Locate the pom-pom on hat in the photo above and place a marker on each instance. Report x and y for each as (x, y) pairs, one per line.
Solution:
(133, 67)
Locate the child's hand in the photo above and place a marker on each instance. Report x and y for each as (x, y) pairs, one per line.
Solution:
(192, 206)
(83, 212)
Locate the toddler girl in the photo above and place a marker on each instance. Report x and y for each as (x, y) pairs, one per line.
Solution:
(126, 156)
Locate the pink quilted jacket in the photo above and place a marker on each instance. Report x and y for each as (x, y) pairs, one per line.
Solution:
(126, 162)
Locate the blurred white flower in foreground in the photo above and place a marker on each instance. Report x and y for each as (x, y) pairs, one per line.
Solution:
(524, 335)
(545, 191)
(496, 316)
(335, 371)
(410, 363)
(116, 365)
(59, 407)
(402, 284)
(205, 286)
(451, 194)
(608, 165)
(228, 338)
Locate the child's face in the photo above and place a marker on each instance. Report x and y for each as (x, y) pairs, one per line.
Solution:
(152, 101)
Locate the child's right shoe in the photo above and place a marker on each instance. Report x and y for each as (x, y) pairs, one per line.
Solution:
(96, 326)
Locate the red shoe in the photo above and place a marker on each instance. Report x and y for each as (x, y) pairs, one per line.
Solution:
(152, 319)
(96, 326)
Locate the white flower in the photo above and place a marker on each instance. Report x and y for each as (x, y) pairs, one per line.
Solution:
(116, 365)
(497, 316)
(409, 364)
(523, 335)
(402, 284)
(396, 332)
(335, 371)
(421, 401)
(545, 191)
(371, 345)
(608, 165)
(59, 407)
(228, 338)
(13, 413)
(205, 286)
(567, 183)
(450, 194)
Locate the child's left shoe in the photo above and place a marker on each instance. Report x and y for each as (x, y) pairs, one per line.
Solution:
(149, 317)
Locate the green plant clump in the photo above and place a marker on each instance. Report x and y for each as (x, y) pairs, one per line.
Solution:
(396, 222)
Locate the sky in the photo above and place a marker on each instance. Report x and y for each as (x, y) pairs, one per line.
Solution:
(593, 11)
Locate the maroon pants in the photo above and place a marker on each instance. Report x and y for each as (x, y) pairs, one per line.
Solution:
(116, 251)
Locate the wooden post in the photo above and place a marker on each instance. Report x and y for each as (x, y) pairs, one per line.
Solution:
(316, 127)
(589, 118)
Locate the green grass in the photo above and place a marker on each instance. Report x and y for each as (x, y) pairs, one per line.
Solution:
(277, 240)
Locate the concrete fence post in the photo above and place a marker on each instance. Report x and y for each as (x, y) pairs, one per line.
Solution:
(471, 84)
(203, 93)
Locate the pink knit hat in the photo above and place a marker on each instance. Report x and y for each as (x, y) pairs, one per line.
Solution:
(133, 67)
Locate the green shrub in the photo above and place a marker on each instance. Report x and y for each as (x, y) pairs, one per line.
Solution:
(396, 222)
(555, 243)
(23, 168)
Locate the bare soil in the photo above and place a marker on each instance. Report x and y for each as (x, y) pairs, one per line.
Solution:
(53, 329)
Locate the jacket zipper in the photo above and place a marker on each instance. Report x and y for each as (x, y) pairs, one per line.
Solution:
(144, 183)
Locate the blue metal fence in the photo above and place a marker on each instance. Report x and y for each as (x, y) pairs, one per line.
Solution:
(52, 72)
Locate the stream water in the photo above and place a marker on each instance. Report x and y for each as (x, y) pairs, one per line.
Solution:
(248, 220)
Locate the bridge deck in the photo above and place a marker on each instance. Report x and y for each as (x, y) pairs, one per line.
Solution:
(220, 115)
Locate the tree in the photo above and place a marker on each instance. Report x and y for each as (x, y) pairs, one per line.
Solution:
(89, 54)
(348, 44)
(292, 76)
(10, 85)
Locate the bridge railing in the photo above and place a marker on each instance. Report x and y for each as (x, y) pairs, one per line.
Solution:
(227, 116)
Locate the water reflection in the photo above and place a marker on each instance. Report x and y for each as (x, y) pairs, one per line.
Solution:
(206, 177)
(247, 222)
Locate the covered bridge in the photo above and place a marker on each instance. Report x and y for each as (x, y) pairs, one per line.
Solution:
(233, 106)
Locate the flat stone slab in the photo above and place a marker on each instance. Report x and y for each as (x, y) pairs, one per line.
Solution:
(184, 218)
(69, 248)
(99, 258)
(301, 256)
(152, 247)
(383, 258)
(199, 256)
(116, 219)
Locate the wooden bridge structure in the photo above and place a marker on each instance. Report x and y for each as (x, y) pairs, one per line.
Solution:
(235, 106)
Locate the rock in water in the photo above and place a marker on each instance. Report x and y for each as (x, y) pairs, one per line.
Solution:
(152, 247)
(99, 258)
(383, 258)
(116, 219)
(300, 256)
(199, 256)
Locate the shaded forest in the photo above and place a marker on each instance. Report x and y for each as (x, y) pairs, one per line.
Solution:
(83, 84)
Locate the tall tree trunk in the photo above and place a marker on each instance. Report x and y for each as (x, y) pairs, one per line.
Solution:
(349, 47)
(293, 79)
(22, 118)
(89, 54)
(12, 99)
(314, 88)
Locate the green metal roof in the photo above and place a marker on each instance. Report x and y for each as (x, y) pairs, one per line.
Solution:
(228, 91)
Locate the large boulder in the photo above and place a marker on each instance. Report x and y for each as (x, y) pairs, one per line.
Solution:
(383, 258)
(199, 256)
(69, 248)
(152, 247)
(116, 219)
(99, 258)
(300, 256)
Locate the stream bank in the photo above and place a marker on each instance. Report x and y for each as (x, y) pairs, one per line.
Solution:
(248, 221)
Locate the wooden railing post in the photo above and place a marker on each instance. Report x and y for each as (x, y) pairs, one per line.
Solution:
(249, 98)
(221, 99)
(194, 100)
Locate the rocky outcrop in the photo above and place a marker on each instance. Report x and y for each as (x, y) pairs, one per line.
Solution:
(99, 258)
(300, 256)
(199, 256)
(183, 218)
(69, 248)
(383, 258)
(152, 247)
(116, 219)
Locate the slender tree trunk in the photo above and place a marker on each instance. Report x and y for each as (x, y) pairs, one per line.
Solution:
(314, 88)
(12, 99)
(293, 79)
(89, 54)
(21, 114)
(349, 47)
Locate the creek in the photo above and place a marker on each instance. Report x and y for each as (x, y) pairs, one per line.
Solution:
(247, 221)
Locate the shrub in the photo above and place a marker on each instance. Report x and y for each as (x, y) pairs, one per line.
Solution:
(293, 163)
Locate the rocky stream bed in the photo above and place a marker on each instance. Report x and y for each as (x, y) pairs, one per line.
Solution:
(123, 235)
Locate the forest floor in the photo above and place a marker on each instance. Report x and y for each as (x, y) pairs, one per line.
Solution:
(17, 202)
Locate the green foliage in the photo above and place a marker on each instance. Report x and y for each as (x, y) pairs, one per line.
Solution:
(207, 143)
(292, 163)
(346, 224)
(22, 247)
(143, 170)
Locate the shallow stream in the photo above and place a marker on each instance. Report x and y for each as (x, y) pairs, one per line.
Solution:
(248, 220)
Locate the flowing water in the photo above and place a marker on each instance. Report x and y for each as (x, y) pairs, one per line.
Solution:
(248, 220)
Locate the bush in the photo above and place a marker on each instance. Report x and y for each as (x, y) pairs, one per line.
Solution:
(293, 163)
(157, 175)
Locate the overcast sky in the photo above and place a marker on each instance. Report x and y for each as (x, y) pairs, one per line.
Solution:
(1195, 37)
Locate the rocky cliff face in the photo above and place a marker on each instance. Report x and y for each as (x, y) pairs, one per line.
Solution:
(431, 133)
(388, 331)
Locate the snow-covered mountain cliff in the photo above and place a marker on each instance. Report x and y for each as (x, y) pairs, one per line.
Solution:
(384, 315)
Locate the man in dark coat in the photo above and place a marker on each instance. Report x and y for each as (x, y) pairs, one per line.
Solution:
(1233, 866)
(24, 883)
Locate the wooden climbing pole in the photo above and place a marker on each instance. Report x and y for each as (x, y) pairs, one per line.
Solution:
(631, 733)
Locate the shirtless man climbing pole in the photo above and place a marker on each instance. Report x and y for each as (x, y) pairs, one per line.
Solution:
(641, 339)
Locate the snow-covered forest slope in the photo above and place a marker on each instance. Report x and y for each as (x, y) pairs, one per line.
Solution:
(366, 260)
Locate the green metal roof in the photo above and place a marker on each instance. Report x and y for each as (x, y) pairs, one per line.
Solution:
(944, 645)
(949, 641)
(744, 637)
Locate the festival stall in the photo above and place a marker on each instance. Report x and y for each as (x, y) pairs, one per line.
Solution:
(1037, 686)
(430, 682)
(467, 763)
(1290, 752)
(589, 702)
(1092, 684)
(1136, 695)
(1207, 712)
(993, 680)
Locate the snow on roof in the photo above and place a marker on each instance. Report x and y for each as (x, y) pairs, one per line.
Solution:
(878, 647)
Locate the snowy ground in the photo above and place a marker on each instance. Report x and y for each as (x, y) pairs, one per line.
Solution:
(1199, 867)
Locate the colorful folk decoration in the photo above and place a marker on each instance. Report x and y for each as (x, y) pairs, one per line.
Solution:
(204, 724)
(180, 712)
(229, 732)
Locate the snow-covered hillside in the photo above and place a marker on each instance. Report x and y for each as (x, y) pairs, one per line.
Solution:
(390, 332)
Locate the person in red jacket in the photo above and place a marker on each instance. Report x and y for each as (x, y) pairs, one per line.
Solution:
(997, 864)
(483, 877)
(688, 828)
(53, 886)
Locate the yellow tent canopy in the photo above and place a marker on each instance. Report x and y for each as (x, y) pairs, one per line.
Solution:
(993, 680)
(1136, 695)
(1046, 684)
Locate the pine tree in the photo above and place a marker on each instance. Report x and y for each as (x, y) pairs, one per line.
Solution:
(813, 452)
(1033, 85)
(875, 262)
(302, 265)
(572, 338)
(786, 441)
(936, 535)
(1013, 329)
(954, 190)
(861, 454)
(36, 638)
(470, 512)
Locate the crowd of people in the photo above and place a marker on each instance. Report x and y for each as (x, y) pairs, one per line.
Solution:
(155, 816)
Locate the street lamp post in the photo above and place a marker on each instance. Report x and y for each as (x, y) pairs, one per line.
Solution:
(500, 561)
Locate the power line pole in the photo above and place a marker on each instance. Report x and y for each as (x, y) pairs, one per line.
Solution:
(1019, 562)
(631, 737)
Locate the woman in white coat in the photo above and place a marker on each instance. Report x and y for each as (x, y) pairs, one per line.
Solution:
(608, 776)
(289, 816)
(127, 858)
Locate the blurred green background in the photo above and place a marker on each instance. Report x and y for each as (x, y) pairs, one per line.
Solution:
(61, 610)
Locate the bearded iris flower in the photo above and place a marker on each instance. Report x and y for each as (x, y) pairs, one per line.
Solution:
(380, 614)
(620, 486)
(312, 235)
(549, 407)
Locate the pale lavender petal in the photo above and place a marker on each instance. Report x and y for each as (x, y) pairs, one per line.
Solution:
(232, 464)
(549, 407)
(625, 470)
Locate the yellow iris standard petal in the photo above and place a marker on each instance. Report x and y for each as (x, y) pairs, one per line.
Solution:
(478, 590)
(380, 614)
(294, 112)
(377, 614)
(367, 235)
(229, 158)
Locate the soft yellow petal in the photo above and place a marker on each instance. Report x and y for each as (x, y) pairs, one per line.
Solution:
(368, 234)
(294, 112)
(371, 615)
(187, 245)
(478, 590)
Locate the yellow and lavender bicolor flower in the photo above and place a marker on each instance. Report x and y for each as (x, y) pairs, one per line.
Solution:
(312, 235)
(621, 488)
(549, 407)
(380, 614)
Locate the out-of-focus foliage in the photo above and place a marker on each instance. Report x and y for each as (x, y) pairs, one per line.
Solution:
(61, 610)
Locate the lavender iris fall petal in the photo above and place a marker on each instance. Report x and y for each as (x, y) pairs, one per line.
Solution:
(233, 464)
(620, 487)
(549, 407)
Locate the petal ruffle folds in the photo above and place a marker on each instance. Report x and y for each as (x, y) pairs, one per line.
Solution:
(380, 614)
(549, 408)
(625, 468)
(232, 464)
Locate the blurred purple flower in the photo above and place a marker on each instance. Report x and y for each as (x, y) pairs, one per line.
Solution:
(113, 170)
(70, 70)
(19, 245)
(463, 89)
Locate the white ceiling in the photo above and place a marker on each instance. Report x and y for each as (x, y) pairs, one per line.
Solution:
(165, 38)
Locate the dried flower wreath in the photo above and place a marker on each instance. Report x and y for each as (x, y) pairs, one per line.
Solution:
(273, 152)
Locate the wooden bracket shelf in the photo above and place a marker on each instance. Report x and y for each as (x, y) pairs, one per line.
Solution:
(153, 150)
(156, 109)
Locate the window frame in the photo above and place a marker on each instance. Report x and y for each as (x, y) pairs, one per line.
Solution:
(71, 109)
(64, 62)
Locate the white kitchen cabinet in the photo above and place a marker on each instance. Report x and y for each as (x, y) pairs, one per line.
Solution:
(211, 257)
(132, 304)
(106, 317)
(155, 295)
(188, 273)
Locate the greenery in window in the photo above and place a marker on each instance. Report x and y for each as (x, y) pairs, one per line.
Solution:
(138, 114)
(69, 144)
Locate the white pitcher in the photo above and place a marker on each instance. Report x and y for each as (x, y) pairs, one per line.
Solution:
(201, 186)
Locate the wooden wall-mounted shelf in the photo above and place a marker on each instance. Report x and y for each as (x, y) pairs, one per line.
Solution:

══════════

What the exercise asks
Of all the entries above, retype exactly the lines from the line with "Locate the out-of-focus" to the line with "Locate the petal", both included, and no others.

Answer to this exercise
Locate the out-of-focus foliage in the photo above and place a marker on each instance. Report x and y for each as (x, y) pairs, one per line.
Solution:
(61, 610)
Locate the lavender iris fall petal in the photo above and place a marker on each instance. Report x and y for each as (x, y) pairs, one per line.
Solution:
(233, 464)
(620, 487)
(549, 407)
Locate the petal ruffle folds in the photo above and place a marker on each instance. Report x and y for each as (x, y) pairs, one per line.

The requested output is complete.